> [AIM] Every record that follows should be printed verbatim.

> [SUPPLIED ENTRIES]
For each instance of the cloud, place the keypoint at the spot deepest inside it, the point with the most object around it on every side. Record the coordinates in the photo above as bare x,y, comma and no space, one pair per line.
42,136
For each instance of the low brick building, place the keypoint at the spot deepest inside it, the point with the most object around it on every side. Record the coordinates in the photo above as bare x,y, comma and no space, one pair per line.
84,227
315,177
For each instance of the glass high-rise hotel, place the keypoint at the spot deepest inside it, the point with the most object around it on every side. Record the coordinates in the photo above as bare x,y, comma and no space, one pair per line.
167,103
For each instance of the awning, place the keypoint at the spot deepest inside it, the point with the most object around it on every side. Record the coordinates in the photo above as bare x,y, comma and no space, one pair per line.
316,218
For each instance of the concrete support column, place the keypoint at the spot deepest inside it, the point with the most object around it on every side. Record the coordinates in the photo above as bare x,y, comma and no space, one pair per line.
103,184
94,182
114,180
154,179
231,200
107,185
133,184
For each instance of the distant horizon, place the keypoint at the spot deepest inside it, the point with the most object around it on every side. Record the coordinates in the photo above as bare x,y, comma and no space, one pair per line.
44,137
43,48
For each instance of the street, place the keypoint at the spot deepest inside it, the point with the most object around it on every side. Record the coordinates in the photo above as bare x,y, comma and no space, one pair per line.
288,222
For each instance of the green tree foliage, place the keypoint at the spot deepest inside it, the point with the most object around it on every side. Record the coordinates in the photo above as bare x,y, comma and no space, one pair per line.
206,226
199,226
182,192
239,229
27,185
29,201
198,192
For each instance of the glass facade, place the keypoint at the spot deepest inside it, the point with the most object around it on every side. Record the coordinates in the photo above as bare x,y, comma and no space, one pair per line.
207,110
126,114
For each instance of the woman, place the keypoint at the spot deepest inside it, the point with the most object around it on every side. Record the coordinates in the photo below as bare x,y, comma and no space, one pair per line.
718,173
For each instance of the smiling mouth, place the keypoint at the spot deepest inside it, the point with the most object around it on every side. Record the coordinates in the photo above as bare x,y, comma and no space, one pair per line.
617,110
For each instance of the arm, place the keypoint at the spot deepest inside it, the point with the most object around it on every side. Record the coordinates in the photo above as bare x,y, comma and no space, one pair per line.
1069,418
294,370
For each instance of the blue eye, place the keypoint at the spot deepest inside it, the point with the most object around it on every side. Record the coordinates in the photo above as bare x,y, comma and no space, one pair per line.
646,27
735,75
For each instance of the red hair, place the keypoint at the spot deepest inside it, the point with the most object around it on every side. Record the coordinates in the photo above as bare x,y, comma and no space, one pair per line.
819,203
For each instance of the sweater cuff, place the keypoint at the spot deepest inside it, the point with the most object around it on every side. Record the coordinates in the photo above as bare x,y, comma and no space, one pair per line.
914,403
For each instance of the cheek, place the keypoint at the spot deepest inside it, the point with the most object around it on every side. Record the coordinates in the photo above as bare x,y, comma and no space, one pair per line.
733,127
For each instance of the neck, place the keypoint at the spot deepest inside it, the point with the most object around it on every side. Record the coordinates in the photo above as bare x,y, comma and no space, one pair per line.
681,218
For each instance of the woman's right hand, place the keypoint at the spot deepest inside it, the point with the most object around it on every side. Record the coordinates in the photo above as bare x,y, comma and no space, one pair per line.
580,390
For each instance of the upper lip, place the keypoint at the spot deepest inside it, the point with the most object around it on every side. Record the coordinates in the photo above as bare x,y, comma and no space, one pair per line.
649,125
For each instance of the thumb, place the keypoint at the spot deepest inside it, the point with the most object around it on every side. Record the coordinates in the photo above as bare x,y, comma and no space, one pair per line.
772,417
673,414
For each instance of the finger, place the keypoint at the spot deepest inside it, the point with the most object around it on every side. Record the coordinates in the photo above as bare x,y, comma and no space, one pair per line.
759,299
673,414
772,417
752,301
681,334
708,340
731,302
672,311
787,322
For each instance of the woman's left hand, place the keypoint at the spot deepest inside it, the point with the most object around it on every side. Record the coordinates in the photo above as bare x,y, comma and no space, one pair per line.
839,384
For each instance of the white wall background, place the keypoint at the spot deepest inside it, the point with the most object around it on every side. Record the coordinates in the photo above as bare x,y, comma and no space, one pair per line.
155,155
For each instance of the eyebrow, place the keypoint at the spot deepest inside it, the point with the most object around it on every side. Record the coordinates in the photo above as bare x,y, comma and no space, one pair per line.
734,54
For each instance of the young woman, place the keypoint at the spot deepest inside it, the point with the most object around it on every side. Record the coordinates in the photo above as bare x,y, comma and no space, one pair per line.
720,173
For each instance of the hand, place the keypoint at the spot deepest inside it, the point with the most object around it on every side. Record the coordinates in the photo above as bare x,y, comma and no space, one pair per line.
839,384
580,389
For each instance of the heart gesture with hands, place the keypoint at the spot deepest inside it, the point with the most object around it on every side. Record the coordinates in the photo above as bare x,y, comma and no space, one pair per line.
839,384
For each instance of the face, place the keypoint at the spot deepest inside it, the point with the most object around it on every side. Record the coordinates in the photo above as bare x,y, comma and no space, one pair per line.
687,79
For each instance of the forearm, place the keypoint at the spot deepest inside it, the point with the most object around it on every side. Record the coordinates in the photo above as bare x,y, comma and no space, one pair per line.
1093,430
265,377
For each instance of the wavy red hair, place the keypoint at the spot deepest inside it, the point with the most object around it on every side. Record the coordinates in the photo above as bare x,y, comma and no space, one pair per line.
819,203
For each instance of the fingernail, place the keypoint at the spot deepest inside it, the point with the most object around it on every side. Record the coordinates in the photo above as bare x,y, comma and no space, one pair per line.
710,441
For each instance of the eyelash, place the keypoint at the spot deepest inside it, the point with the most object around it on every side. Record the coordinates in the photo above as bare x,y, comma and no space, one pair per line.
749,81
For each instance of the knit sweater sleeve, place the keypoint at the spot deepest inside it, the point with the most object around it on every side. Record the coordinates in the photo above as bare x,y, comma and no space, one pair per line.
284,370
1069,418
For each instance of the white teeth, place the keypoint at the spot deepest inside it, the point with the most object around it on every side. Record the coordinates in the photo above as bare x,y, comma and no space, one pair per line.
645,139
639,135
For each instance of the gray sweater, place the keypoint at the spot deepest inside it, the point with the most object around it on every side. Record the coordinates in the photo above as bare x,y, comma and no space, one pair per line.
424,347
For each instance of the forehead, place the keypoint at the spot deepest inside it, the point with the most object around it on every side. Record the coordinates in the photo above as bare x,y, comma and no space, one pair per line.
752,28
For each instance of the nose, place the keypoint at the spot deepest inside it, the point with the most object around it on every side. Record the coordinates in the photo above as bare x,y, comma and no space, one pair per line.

> [RESULT OF THIS EXERCISE]
For each instance of the cloud, place the keypoint at the spot deepest inside it, the point with the most object around it on every side. Record the coordinates in the photo above as bare x,y, comma and no space, one pair per line.
42,136
For each instance of the low brick building, place the keypoint at the spot deepest inside it, the point with the most object around it on every side. Record the coordinates in the photo above as bare x,y, comma and no space, one pair per line.
84,227
315,177
For each instance of the glass high-rise hotel, place the keypoint at the spot deepest inside it, the point with the most object around it on every side. Record the coordinates in the photo above as bare x,y, comma and no space, one pair per line.
167,103
For each instance of the awning, place the keypoint at the spot deepest inside it, the point with the most object around it on every side. Record the coordinates in the photo above as bare x,y, comma and no space, one pair per line.
316,218
For each instance of the concrete support column, place the keypoint at the spot deepest inside it, the point with the most object around it on every side. Record the coordinates in the photo above as bare x,y, comma and no space, one pair per line.
103,184
94,182
114,180
154,179
231,200
107,185
133,184
For each instance of the distant horizon, place the keypoint at the spot deepest inside it, the point with the most object around it on every side. Record the coordinates in the photo above as bare x,y, comma and no space, one pair per line.
44,137
43,48
For each instance of the street, place the keypoint at the spot deepest inside it, the point with the most object around it on every side. Record the coordinates in the photo above as bare x,y, comma and no space, one pair per line.
288,222
For each instance of the green tree foliage, place the keypoint at the spot deepest inside it, the point with the most object around it on every side. Record the coordinates in the photo above as bare x,y, comma and no space, one pair per line.
206,226
199,226
182,192
239,229
27,185
29,201
198,192
For each instance of the glass facade, place the keypoint at the spot deepest inside it, the point with the most object around it on every side. Record the coordinates in the photo above as bare x,y, comma and no space, one pair per line.
207,110
126,114
For each instance of the woman, place the keypoint at the spot deepest inside it, the point with the most object around it on every side. Record the coordinates in the photo below as bare x,y, comma and no space, one pair per line.
718,173
For each instance of the smiling mouth, place the keypoint at the spot deepest inside it, the point with the most object around it on every side. Record the coordinates in the photo above as bare x,y, comma and no space, one pair per line.
617,110
For each instance of the arm, place the keypoint at the spot deepest inside it, the point with the most object around it on every side. Record the coordinates in the photo above as bare x,y, comma and no space, one pair per line.
1069,418
294,370
For each instance of the blue eye, place the keypoint at the spot deepest inside it, the point with the most object around it on every side. Record the coordinates in the photo above as bare x,y, comma and no space, one pair per line.
646,27
735,75
For each instance of the red hair, place the keypoint at the spot deepest inside it, the point with the most object around it on every side. Record the coordinates in the photo above as bare x,y, comma and no space, one pair per line.
819,203
For each instance of the sweater cuff, place the keypoint at the spot deepest inside it, the point with the most object around it on every side. Record the coordinates in the photo above as bare x,y, comma and no space, one pair per line.
914,403
For each instance of the cheek, place the keypoint at the spot deepest inside it, the point with the most object around it on every side. Record the coordinates in the photo above as bare x,y, comma and no space, one pair per line.
733,127
For each instance of the neck, place the keypoint at the spot deepest inside it, the point with the most object around it on every side. Record the coordinates in the photo above as bare x,y, comma and no space, one pair per line.
681,218
For each instance of the woman's right hand, place the keypoint at the spot deepest inside it, the point with the most object around it on every side. Record the coordinates in the photo above as bare x,y, comma and no space, one pair per line.
580,390
For each instance of the upper lip, place the keypoint at the spot deepest inside it, the point with the most object around it on every side. Record the coordinates in the photo above as bare x,y, comma and no space, one pair per line.
649,125
For each instance of the thumb, place the keypoint at the spot deepest inside it, the point with the most object around it on every side. Record the coordinates in the photo above as bare x,y, comma and no space, one pair per line.
772,417
673,414
For each instance of the finger, place the keypoint at the spot deepest inside it, the point with the most object around it on every side. Record the coordinates in the photo above as bare x,y, comma and no space, one pair per line.
759,299
673,414
772,417
752,301
681,334
708,340
731,302
672,311
787,322
For each instance of the woman's left hand, place the keypoint at the spot deepest inside it, the point with the most object around it on every side. Record the coordinates in the photo above as bare x,y, comma and no space, one pair per line.
839,384
For each instance of the white wall background, place the keypoint at the spot deepest inside it, the point with the most object around it on every side. Record the coordinates in the photo above as bare x,y, comma and no space, one pair per line.
155,155
For each instance of the eyebrow, place the keypoint at the spot deepest inside it, the point with the most object around it on every side. Record the coordinates in the photo above as bare x,y, comma and no space, one pair per line.
734,54
For each instance of the young woman, place the keypoint at the spot deepest inside it, the point with the most object around it on every side. Record the coordinates in the photo above as bare x,y, comma and no space, one pair per line.
720,173
For each instance of the hand, place the keypoint at the spot deepest inside it, the point with the most object around it on every side. Record the coordinates in the photo above as bare x,y, comma and no space, one pair per line.
839,384
580,389
For each instance of the heart gesture with hands, place the keypoint at the spot deepest inside it, the point with the most object around it on every side. Record the coordinates in the photo above as bare x,y, comma and no space, one pair per line.
839,384
For each instance of the face, place the keypoint at the spot deepest inside it, the point with the most object around it on every side. Record the coordinates in the photo above as bare x,y, comma and no space, one pair per line.
687,79
For each instance of the forearm, place the keypoint at the spot deepest inside it, the point with the most object around it on every side. Record the coordinates in the photo above as bare x,y, comma and no space, one pair per line.
1093,430
265,377
For each instance of the wavy red hair, place the keypoint at the spot deepest inside it, the point with the most object around it on every side. Record the coordinates in the photo above as bare x,y, comma and no space, one pair per line.
819,203
For each instance of the fingernail, place the keypoint at the spot deepest inside it, the point with the most object around it on every side. Record the coordinates in the photo above as bare x,y, comma and no space, one pair per line.
710,441
For each instance of the eyelash, place the keypoint at the spot deepest inside it, the point with the most object around it on every side. Record the coordinates in the photo above as bare x,y, comma and no space, one pair per line.
749,81
For each instance of the knit sweater sleeve, place the keypoint at the spot deepest inside it, the point with the most object around it on every side. Record the coordinates in the photo above as bare x,y, comma and no space, one pair per line.
284,370
1069,418
For each instance of the white teeth, place the keypoint at the spot deepest inside it, the point with the most object around it on every side. Record the coordinates in the photo above as bare x,y, comma and no space, one pair per line.
645,139
639,135
For each instance of the gray sweater, place the keypoint at the spot deepest inside it, the point with the most object around it on every side. Record the coordinates in the photo above as bare x,y, comma and no space, one pair per line.
424,347
For each instance of the forehead, place the keypoint at the spot deepest inside it, the point with the most object around it on every side. Record the coordinates in the photo above as bare x,y, comma and no space, one pair per line.
752,28
For each instance of the nose, place the keypoint at the spot deepest inside it, the point with the most object around it on every side. Record the coordinates in the photo above as bare x,y, comma and no space, one pair per line.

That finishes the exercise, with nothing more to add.